### Exercise description
The result should be every line of the listing that contains "rough".

### Exercise data
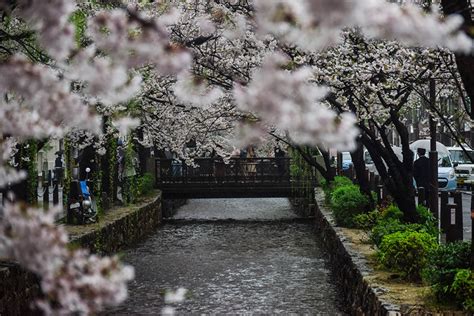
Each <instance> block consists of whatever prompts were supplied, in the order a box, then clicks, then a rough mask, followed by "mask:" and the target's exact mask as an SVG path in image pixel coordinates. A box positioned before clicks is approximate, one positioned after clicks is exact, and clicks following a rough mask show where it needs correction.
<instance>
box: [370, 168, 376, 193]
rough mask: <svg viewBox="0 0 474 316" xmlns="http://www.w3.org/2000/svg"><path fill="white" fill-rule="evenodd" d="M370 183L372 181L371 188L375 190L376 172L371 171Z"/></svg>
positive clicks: (370, 172) (371, 189)
mask: <svg viewBox="0 0 474 316" xmlns="http://www.w3.org/2000/svg"><path fill="white" fill-rule="evenodd" d="M369 183H370V189H371V190H372V191H375V188H376V187H375V185H376V184H375V172H373V171H371V172H370V179H369Z"/></svg>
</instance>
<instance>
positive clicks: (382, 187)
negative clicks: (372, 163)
mask: <svg viewBox="0 0 474 316" xmlns="http://www.w3.org/2000/svg"><path fill="white" fill-rule="evenodd" d="M382 199H383V185H380V184H379V185H377V203H378V204H379V205H380V204H382Z"/></svg>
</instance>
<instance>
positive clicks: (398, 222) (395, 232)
mask: <svg viewBox="0 0 474 316" xmlns="http://www.w3.org/2000/svg"><path fill="white" fill-rule="evenodd" d="M413 228H414V227H410V226H409V225H407V224H403V223H402V222H400V221H399V220H398V219H392V218H389V219H386V220H379V221H378V222H377V225H375V226H374V227H373V228H372V231H371V232H370V240H371V241H372V242H373V243H374V245H376V246H377V247H379V246H380V243H381V242H382V238H383V237H384V236H387V235H390V234H393V233H396V232H399V231H416V229H413Z"/></svg>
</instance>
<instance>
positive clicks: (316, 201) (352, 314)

### Your response
Each <instance> block consists of whatever prompts were supplied, in the order a box, then clicks, then a rough mask, followed by "mask:" and the target's exact mask as an SVG path in image pixel coordinates. A box positioned before clicks is approximate, one positioned after clicks is exact, and clicks following a rough mask show where it needs correction.
rough mask: <svg viewBox="0 0 474 316" xmlns="http://www.w3.org/2000/svg"><path fill="white" fill-rule="evenodd" d="M370 183L372 181L371 188L375 190L376 172L371 171Z"/></svg>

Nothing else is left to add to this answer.